• _What you have to do_: Hunt for the word "wall" across the entries below, copying each line that holds it.

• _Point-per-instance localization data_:
■ ■ ■ ■
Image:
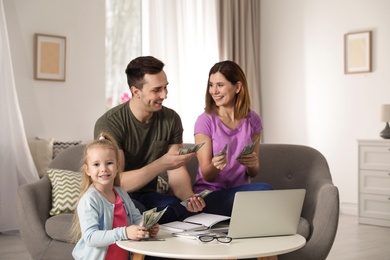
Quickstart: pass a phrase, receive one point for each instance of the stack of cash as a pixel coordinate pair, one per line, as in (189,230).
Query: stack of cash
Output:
(192,149)
(151,217)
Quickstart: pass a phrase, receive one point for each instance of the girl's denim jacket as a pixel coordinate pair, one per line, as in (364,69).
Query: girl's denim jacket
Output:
(96,216)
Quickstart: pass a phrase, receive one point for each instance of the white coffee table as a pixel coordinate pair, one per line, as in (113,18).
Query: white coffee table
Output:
(183,248)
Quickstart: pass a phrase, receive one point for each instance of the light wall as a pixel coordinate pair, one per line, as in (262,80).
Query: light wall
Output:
(306,97)
(66,110)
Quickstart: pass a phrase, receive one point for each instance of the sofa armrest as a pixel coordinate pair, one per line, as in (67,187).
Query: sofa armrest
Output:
(33,206)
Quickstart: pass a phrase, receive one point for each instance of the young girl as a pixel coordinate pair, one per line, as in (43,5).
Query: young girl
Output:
(105,213)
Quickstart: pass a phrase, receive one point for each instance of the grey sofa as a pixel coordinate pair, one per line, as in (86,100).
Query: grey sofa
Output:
(281,165)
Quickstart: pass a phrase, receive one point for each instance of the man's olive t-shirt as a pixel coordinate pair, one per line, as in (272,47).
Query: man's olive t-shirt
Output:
(142,143)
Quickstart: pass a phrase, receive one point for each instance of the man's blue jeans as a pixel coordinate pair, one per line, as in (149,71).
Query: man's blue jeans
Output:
(217,202)
(148,200)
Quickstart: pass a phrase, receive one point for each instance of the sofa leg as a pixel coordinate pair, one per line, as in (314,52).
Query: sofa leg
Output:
(138,256)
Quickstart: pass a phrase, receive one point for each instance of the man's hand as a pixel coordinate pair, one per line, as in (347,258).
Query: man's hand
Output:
(173,160)
(196,204)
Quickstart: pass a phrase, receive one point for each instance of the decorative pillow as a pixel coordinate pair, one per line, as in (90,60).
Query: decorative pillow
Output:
(65,190)
(59,146)
(42,153)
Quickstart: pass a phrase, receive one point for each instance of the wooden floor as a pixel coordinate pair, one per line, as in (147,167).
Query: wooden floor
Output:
(353,242)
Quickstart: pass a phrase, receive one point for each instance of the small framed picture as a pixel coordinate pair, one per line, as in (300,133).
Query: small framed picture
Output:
(49,57)
(358,52)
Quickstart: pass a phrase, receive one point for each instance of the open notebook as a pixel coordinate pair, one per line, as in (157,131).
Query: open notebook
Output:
(260,213)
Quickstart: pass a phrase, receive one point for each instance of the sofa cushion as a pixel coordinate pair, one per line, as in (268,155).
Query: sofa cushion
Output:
(65,190)
(59,146)
(57,227)
(303,228)
(42,153)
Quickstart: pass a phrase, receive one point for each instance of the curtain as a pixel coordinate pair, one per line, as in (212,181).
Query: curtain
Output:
(182,33)
(239,40)
(16,164)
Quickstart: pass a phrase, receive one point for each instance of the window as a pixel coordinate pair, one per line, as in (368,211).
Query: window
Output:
(123,43)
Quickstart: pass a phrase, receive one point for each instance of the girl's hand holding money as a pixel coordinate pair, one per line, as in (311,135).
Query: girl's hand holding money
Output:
(135,232)
(195,204)
(154,230)
(219,162)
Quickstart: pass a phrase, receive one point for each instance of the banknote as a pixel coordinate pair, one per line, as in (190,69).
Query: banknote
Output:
(202,194)
(223,151)
(151,217)
(247,149)
(192,149)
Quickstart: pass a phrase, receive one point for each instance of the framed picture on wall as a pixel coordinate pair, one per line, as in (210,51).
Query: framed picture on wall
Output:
(49,57)
(358,52)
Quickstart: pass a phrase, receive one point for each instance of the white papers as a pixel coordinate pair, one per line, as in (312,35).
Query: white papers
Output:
(196,222)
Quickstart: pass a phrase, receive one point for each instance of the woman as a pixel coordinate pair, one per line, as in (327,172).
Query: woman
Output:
(226,127)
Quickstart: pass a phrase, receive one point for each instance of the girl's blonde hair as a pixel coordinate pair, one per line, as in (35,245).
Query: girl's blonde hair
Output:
(104,141)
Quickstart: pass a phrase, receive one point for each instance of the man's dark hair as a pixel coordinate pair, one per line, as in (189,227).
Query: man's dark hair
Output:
(140,66)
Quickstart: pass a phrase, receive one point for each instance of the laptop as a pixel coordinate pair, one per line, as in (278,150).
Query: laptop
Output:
(260,214)
(266,213)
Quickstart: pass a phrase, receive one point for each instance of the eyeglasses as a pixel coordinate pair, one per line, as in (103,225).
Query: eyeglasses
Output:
(220,239)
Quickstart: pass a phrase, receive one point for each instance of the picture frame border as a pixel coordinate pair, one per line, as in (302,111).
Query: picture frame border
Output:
(366,52)
(38,40)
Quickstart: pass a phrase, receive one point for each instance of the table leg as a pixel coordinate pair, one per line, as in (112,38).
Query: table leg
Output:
(275,257)
(137,256)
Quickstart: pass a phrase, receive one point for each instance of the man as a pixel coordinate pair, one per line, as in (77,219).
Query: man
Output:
(150,136)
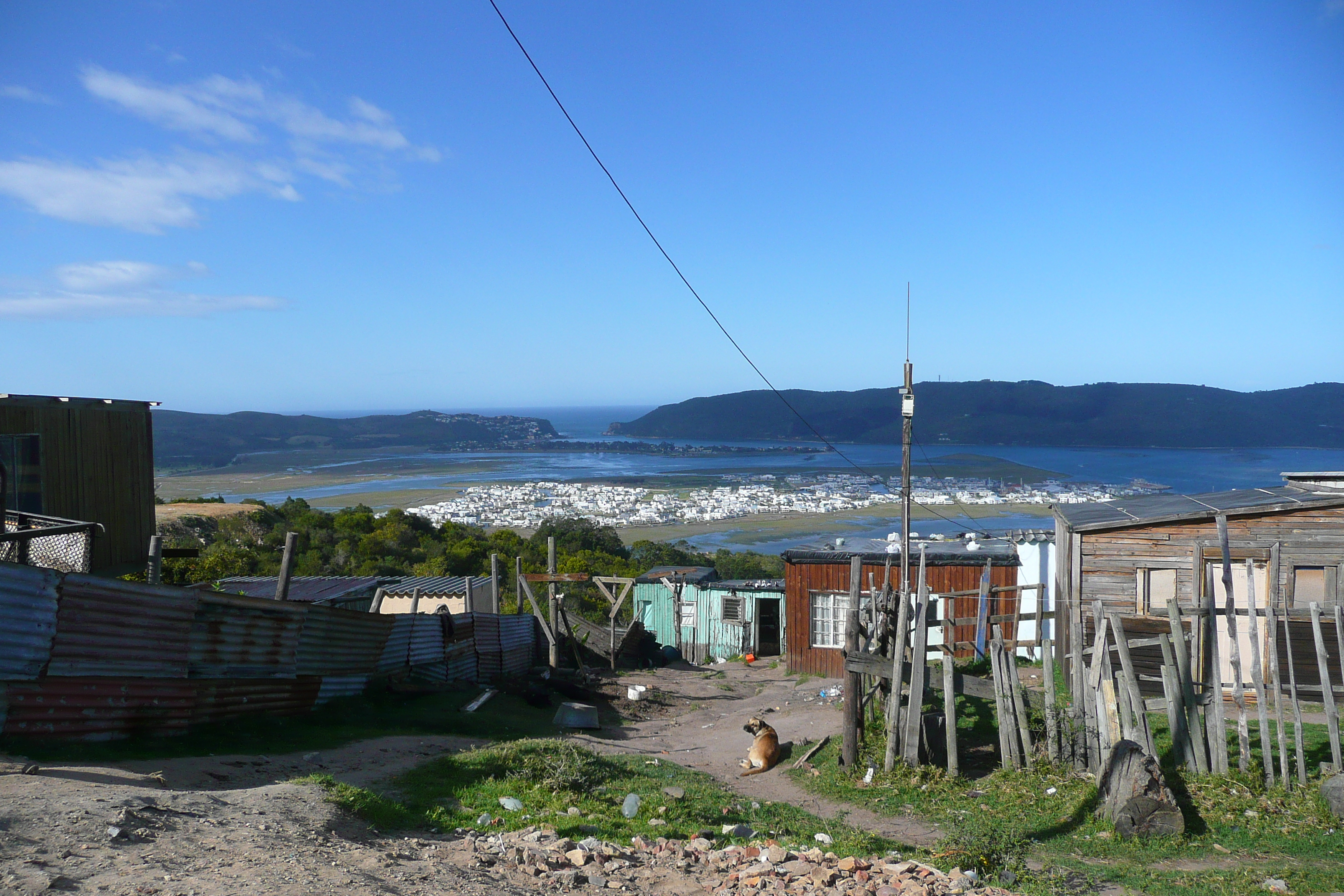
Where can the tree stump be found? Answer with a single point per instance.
(1135, 797)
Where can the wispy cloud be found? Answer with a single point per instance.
(143, 195)
(276, 139)
(29, 94)
(123, 289)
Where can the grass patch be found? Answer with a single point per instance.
(1269, 833)
(339, 722)
(549, 777)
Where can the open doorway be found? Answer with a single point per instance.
(768, 626)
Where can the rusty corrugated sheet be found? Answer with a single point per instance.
(341, 643)
(517, 644)
(99, 708)
(398, 647)
(240, 637)
(335, 687)
(27, 620)
(222, 699)
(122, 629)
(427, 640)
(460, 663)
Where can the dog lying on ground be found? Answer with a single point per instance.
(765, 749)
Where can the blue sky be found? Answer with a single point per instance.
(334, 206)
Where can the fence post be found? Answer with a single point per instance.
(853, 696)
(287, 565)
(495, 583)
(154, 575)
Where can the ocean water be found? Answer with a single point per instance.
(1186, 471)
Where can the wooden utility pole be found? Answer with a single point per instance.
(287, 565)
(550, 589)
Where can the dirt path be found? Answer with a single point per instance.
(708, 735)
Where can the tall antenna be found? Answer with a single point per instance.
(908, 320)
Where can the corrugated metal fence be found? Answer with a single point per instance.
(100, 659)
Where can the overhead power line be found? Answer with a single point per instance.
■ ■ ■ ■
• _Exercise solution_:
Quickstart: pass a phrase, receive one point for each instance of the light wall as a pixel coordinate pair, one per line, as in (262,80).
Query: light wall
Quickstart: pass a phrase, receive one point for each instance of the framed picture on wall as a pixel coordinate pair, one per line, as in (210,51).
Query: framed picture on wall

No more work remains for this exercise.